■ **THE TASK**
Convert the material, from the line containing "of the wooden" up to and including its final line, into a numbered list, omitting any blank lines.

■ **ENTRIES PROVIDED**
....................

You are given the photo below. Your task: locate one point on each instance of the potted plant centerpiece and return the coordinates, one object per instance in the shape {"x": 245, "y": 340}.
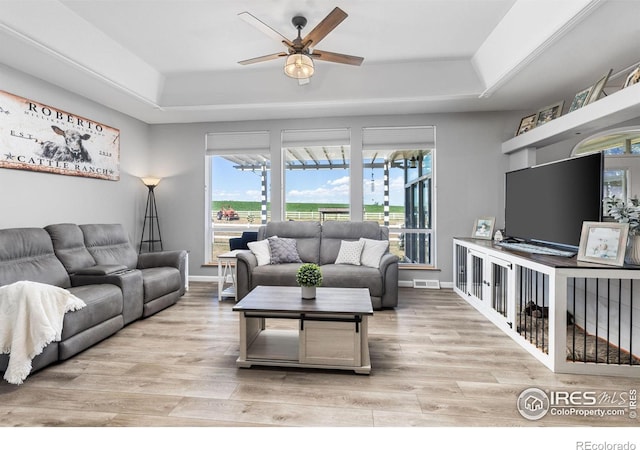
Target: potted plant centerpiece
{"x": 628, "y": 212}
{"x": 308, "y": 277}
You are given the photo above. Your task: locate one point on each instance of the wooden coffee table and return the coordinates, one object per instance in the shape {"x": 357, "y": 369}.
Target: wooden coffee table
{"x": 331, "y": 330}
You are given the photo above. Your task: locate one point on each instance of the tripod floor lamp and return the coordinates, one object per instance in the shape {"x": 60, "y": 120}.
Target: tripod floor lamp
{"x": 151, "y": 224}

....................

■ **ANSWER TO THE TASK**
1. You are given the photo above. Your task: locate one point on each instance of the wooden coffee table and return the coordinates, one object per instance in the shape {"x": 357, "y": 369}.
2. Target: wooden coffee table
3. {"x": 331, "y": 330}
4. You are given the photo above. Your task: locate one point on each instance of the tripod floor lamp and return the coordinates, one object per instance in the shape {"x": 60, "y": 120}.
5. Target: tripod floor lamp
6. {"x": 151, "y": 224}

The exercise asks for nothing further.